● REQUIRED TASK A: In two sentences, summarize the patch description that follows.

● EXTRACTED TEXT:
--- --- ---
[PATCH v3 1/2] firmware: Use lla to access all global symbols

Anup Patel Anup.Patel at wdc.com
Fri Mar 19 09:40:50 GMT 2021



> -----Original Message-----
> From: opensbi <opensbi-bounces at lists.infradead.org> On Behalf Of Vincent
> Chen
> Sent: 17 March 2021 06:47
> To: opensbi at lists.infradead.org
> Cc: Vincent Chen <vincent.chen at sifive.com>
> Subject: [PATCH v3 1/2] firmware: Use lla to access all global symbols
> 
> When OpenSBI is compiled as fPIE mode, the assembler will translate "la"
> to GOT reference pattern. It will cause to cost an additional load instruction
> when obtaining the symbol address. However, if the symbol locates within
> the positive or negative 2GB region, we can use "lla"
> instead of "la" to avoid unneeded GOT references. This patch assumes that
> the OpenSBI image excluding the payload does not exceed 2GB. Based on
> this assumption, all "la" instructions are replaced by "lla" to avoid
> performance degradation when compiling as fPIE mode.
--- --- ---
● REQUIRED TASK B: Locate every line of the records below that contains the string "formatted", and copy each one out.

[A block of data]
--- --- ---
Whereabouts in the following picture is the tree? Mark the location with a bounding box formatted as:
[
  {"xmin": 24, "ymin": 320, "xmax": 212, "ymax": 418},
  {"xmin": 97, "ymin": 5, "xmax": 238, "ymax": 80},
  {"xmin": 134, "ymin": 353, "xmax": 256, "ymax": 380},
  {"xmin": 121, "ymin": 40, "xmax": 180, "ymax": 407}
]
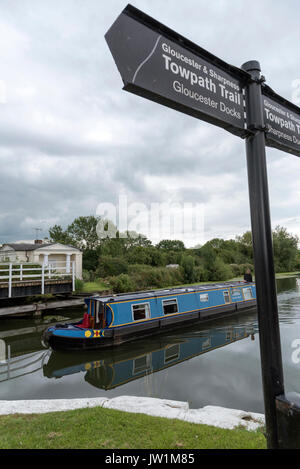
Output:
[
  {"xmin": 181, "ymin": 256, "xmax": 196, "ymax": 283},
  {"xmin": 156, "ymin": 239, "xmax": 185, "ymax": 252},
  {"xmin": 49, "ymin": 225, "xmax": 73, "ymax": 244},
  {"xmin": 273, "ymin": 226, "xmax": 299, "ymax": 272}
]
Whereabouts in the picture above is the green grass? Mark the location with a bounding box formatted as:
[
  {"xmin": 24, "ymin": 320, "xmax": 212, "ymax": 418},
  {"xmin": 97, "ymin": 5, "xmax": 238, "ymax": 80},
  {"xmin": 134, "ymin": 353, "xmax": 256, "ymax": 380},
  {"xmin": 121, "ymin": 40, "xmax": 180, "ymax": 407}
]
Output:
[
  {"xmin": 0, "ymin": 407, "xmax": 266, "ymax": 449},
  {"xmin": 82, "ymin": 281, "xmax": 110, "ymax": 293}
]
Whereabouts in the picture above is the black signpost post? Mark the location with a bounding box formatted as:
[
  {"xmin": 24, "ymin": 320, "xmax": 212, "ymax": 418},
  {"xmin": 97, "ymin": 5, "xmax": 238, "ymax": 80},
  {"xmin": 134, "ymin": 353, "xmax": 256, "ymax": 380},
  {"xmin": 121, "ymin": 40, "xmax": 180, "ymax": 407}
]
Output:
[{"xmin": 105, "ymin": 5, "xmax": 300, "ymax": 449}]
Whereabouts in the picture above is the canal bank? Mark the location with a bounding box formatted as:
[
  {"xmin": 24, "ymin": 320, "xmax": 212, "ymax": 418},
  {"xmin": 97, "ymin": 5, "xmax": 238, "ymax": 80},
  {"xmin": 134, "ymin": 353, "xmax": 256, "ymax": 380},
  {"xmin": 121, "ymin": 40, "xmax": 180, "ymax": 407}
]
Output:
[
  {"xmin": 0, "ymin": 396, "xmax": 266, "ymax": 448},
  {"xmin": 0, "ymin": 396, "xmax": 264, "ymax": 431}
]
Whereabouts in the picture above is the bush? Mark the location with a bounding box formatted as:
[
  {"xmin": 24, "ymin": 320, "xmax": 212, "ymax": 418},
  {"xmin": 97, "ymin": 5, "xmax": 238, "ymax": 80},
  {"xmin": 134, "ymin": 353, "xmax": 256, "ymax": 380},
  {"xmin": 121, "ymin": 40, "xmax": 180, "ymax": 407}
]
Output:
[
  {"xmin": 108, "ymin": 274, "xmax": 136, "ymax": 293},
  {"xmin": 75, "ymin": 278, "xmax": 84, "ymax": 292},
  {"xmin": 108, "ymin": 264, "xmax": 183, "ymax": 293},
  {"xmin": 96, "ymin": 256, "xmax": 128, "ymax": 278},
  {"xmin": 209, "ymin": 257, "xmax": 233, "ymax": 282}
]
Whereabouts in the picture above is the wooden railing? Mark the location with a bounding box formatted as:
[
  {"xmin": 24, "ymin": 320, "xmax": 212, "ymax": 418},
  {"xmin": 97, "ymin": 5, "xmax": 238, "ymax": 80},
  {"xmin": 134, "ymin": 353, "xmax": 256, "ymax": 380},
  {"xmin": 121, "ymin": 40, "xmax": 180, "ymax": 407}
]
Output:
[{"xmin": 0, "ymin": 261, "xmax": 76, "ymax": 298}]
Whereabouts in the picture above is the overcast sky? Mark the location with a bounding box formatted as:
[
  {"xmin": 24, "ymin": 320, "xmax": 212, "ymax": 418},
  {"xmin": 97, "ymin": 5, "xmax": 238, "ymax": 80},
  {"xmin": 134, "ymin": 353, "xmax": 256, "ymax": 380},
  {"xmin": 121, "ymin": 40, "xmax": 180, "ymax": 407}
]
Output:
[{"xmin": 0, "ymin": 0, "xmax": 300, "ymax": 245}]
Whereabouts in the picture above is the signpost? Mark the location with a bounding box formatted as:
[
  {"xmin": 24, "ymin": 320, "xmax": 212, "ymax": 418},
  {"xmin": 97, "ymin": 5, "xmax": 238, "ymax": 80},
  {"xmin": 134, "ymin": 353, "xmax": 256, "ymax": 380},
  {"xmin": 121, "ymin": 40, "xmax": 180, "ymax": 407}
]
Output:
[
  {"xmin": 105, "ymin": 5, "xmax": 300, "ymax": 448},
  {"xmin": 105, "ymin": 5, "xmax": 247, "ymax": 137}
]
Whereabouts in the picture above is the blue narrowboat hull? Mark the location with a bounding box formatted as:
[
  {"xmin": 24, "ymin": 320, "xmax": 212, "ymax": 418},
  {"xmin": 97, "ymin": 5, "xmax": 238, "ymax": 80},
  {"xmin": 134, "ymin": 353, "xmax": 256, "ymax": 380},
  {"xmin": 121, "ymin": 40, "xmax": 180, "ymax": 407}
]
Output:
--- --- ---
● OUTPUT A: When OpenSBI is compiled in fPIE mode, the assembler translates "la" into a GOT reference pattern, which costs an additional load instruction to get a symbol's address. Assuming the OpenSBI image excluding the payload does not exceed 2GB, the patch replaces all "la" instructions with "lla" to avoid unneeded GOT references and performance degradation.

● OUTPUT B:
Whereabouts in the following picture is the tree? Mark the location with a bounding box formatted as:
Whereabouts in the picture above is the green grass? Mark the location with a bounding box formatted as:
Whereabouts in the picture above is the black signpost post? Mark the location with a bounding box formatted as:
Whereabouts in the picture above is the canal bank? Mark the location with a bounding box formatted as:
Whereabouts in the picture above is the bush? Mark the location with a bounding box formatted as:
Whereabouts in the picture above is the wooden railing? Mark the location with a bounding box formatted as:
Whereabouts in the picture above is the overcast sky? Mark the location with a bounding box formatted as:
Whereabouts in the picture above is the signpost? Mark the location with a bounding box formatted as:
Whereabouts in the picture above is the blue narrowboat hull? Mark the location with a bounding box formatted as:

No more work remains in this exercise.